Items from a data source

::::::::

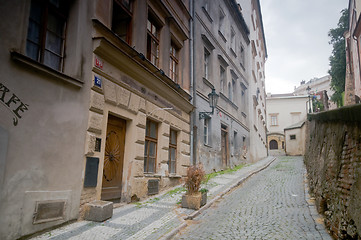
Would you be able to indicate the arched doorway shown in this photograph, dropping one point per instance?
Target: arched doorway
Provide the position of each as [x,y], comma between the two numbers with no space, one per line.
[273,144]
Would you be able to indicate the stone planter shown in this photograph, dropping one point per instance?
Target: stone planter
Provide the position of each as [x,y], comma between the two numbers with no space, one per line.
[192,201]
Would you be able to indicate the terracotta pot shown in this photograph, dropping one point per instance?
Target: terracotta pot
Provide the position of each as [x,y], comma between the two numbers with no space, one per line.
[192,201]
[204,199]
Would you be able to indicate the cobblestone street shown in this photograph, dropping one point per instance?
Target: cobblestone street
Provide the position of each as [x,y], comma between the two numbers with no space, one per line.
[270,205]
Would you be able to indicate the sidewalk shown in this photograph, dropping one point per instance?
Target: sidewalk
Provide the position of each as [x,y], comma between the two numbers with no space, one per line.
[157,218]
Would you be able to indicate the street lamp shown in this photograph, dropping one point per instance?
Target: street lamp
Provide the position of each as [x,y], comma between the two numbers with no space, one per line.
[213,99]
[309,100]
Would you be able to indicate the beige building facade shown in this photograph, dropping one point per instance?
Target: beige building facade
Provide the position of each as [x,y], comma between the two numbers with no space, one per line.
[353,55]
[286,123]
[95,104]
[221,62]
[252,13]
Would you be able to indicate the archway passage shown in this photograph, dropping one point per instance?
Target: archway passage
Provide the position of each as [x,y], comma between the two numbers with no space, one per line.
[273,144]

::::::::

Copy every line of the material above word for word, omitting the pictures.

Solution to this problem
Would you be able to indicate the arched doorway shown in this photograph, dropping one point per instance?
Target: arched doorway
Provide the position of each as [x,y], comma between the two numbers with no space, one per line.
[273,144]
Would you be able to indicate the stone planter shown in this photograph, dropping one point per instance?
Target: stone planter
Provide the position of each as [x,y], comma between the two numbers with no space, one per line.
[192,201]
Would you be able to indicate the terracotta pot shown in this photograph, dropping one point per instance?
Target: terracotta pot
Provide the position of each as [x,y], comma between the two numbers with no space, one per line.
[192,201]
[204,199]
Would you be able to indicate the cobblestone street shown in this photograph, dropping one point per instance?
Target: cobblestone street
Provide the position of each as [x,y], comma between the two numbers with no space, one per line.
[270,205]
Would you be able to indicate the sidewalk shown in this photograph, dropping one point per instance?
Target: sidewalk
Provide the position of each as [x,y], comma between the two numbers with no space, one per line.
[157,218]
Would you be able to indicate the street lamp shown in this photograph, dropping one point per instance?
Target: street lamp
Provide the position of each as [x,y], comma between the two numbers with no space, one per line.
[213,99]
[309,100]
Would you be able to indicate the beige building facade shown in this photograph, dropping one point per instance?
Target: beige building facade
Provide the position of each as [x,y], comma between the two numbers with no space, one per line.
[353,55]
[286,123]
[95,104]
[221,62]
[252,13]
Would you be able to indicate the archway passage shown in this photograph, dropping one point per instance?
Target: archway passage
Provide the position of each as [x,y], comma between the two numbers with no space, one per line.
[273,144]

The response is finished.